== DATASET EXCERPTS ==
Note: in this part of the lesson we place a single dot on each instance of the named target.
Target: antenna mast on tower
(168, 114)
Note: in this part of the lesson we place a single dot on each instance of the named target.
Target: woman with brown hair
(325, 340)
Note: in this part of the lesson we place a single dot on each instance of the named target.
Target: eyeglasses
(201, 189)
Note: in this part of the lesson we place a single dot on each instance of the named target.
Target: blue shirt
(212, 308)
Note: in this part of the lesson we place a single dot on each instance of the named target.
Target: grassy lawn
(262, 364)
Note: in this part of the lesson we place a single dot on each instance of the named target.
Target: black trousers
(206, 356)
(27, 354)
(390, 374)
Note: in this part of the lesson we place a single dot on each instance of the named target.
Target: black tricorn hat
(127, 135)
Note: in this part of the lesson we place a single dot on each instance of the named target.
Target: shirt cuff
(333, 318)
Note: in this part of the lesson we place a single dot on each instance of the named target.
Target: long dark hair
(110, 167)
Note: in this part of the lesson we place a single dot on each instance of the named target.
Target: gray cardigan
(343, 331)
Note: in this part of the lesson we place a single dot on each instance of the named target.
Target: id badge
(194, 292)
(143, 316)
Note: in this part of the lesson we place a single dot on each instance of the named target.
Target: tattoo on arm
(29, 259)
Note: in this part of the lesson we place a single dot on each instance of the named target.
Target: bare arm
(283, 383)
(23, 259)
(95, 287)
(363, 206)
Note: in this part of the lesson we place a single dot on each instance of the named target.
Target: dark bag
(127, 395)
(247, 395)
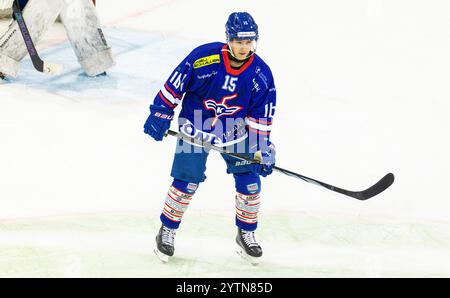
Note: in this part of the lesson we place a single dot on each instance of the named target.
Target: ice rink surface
(363, 90)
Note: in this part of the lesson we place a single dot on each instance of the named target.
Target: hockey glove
(158, 122)
(266, 157)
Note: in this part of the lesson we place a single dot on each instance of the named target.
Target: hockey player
(228, 98)
(82, 26)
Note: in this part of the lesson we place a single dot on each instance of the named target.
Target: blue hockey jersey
(220, 104)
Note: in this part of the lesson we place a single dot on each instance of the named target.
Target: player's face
(241, 48)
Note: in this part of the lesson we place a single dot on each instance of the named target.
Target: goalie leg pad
(39, 15)
(248, 188)
(177, 201)
(83, 28)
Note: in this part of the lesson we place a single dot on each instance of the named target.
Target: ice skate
(248, 248)
(165, 243)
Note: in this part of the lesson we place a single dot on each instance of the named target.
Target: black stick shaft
(375, 189)
(37, 61)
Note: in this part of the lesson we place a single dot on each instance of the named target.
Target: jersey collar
(228, 68)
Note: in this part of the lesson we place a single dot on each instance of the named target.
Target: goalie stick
(372, 191)
(40, 65)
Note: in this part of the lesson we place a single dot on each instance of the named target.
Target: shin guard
(177, 201)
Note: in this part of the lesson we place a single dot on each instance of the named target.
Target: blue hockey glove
(158, 122)
(266, 157)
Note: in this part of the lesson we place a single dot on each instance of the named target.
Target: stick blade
(53, 69)
(375, 189)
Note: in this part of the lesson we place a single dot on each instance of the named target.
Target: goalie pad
(83, 29)
(39, 15)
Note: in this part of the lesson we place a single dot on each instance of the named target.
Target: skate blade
(163, 257)
(252, 260)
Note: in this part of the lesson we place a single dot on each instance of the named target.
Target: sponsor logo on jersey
(221, 108)
(208, 60)
(189, 129)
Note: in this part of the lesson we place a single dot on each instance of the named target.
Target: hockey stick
(42, 66)
(375, 189)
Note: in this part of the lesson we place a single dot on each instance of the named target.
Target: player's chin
(242, 56)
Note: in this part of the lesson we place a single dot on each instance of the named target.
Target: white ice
(363, 90)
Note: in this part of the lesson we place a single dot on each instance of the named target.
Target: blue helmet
(240, 25)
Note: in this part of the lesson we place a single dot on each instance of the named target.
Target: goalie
(82, 26)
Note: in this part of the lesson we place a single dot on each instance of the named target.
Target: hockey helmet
(240, 25)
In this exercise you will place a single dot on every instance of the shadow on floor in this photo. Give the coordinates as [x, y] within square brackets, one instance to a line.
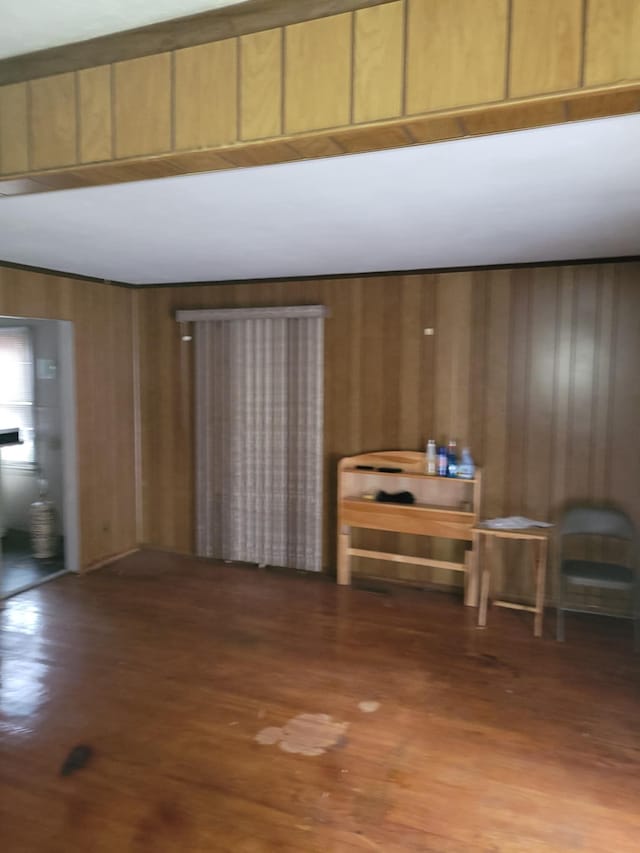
[19, 567]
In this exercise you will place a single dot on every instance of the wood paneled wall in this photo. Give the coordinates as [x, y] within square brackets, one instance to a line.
[535, 369]
[103, 327]
[402, 72]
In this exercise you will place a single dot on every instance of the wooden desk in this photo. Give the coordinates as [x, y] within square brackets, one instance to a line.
[539, 539]
[444, 507]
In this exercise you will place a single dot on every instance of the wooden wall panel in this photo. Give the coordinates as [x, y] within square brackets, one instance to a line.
[95, 120]
[318, 74]
[612, 41]
[104, 388]
[14, 129]
[534, 368]
[53, 130]
[378, 62]
[456, 53]
[546, 46]
[261, 85]
[142, 96]
[206, 95]
[385, 76]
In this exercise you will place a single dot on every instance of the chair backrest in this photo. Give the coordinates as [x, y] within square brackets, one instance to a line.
[597, 521]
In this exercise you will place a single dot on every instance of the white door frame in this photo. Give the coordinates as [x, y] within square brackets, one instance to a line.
[66, 373]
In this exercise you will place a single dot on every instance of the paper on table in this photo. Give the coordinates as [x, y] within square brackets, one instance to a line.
[513, 522]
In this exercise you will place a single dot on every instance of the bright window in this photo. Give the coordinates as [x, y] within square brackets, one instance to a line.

== EXERCISE DIRECTIONS ==
Repeat the data above exactly, but not the pictures.

== RESULT ==
Note: in this part of the lesson we place a single dot on each instance of the named target.
Target: antenna mast on tower
(168, 114)
Note: in this part of the lesson we place a single dot on each instance of the named target.
Target: woman with brown hair
(325, 340)
Note: in this part of the lesson we place a single dot on each instance of the named target.
Target: eyeglasses
(201, 189)
Note: in this part of the lesson we place a single dot on each instance of the named target.
Target: blue shirt
(212, 308)
Note: in this part of the lesson we place a single dot on each instance of the named target.
Target: grassy lawn
(262, 364)
Note: in this part of the lesson we place a single dot on each instance of the named target.
Target: black trousers
(206, 356)
(27, 354)
(390, 374)
Note: in this part of the lesson we place a single dot on each instance of the named target.
Target: black tricorn hat
(127, 135)
Note: in this part of the lesson we place a single dot on each instance of the named target.
Target: shirt cuff
(333, 318)
Note: in this part of the lesson we place a single dot on each instance of the named target.
Target: long dark hair
(110, 167)
Note: in this part of the lesson we place a single dot on each instance of the named target.
Target: gray cardigan
(343, 331)
Note: in this part of the lesson we place a single dot on each instance of the named target.
Target: id badge
(194, 292)
(143, 316)
Note: in this part of the lesson we place a single dot on each instance of the named target.
Target: tattoo on arm
(29, 259)
Note: in this part of the lesson we place a single dot on each instance of the named target.
Target: bare arm
(283, 383)
(23, 259)
(95, 287)
(363, 206)
Note: in this part of the lesson we place a single dot on each instance of the named target.
Target: dark bag
(127, 395)
(247, 395)
Note: in this part of the lesson we place a single dot on each instance of the named target.
Target: ice rink surface
(363, 90)
Note: in this part of the lesson we place a single dot on each instance of the named target.
Target: hockey glove
(158, 122)
(266, 157)
Note: in this part of the lesson we place a single dot on each instance of the named target.
Target: hockey player
(228, 98)
(82, 26)
Note: in this part of the lesson we place a single dot on each instance of the named target.
Target: blue hockey jersey
(220, 104)
Note: in this part of the lesson we place a single dot on each instance of the named target.
Target: player's face
(241, 48)
Note: in this part of the lesson we place a single dot on each instance of the named target.
Target: goalie leg pad
(39, 15)
(248, 188)
(177, 201)
(83, 28)
Note: in this part of the lesson we place a single dot on each instance of the named target.
Target: ice skate
(248, 248)
(165, 243)
Note: in this part of the lesson we place a single dot on each instance of the named target.
Target: black stick shaft
(375, 189)
(37, 61)
Note: in this part of the lesson we place a single dot on each instance of the named target.
Target: jersey collar
(228, 68)
Note: in this part of the lesson we place a single dot on each instance of the named target.
Target: goalie stick
(372, 191)
(40, 65)
Note: in this part of the lesson we place a single dot on each instance of the named target.
Target: shin guard
(177, 201)
Note: in this part of the lesson we place a single dot on each instance of the named target.
Target: blue hockey glove
(158, 122)
(266, 157)
Note: in this part of the lesson we place a single dot on each instance of the named target.
Target: stick blade
(53, 69)
(375, 189)
Note: in this part of the lesson we place a single dot on each instance of the named target.
Target: goalie pad
(83, 29)
(39, 15)
Note: in this part of the lesson we place a single dot on each instance of the named target.
Target: skate blade
(163, 257)
(252, 260)
Note: in this part of the lesson we place a single dot on each instance of the named target.
Target: sponsor logo on jersey
(221, 108)
(208, 60)
(189, 129)
Note: in this part of the lesson we place a single dot on each instance of the named target.
Target: hockey stick
(42, 66)
(375, 189)
Note: in this part of the lesson we place a single dot on each instance of the named target.
Target: player's chin
(242, 56)
Note: in this part of the lesson we place a single dot on each instance of the named target.
Target: white ice
(363, 90)
Note: in this part of the lesson we place a single dot on each instance of the named target.
Target: blue helmet
(240, 25)
Note: in this part of the lesson we place a single dot on each instance of the named target.
Target: goalie
(82, 26)
Note: in this part of the lesson we place a single dot on each instance of the named target.
Target: hockey helmet
(240, 25)
In this exercise you will place a single dot on every instance of the shadow on floor in this photo. Give the coordinates as [x, y] within square brackets, one instance to a line.
[19, 567]
In this exercise you will place a single dot on every instance of the wood paneled wall in this photo. Give the coordinates as [x, y] within square brackets, one instance to a line.
[535, 369]
[103, 327]
[402, 72]
In this exercise you will place a single dot on every instance of the wooden desk in this photo. Give the coordinates as [x, y] within square brackets, one instance to a line.
[539, 539]
[444, 507]
In this exercise you will place a single dot on every instance of the wooden wall panel in this photo. Give the coordinates as [x, y] within square brackets, one instance to a line.
[95, 120]
[318, 74]
[612, 41]
[104, 388]
[14, 129]
[534, 368]
[53, 130]
[378, 62]
[456, 53]
[546, 46]
[261, 85]
[142, 96]
[206, 95]
[385, 76]
In this exercise you will place a single dot on every instance of the chair backrest in this photo. Give the coordinates as [x, y] within square brackets, one instance to a line.
[597, 521]
In this exercise you will place a single dot on every instance of the white door frame in this photo. Give the coordinates as [x, y] within square brackets, one instance to a line.
[66, 373]
In this exercise you will place a single dot on every instance of the paper on table in this photo. Give the coordinates as [x, y] within square brackets, one instance to a line.
[513, 522]
In this exercise you will place a single dot on every instance of the bright window in this photo. Give the coordinates as [x, y] within square brackets, one instance to a line.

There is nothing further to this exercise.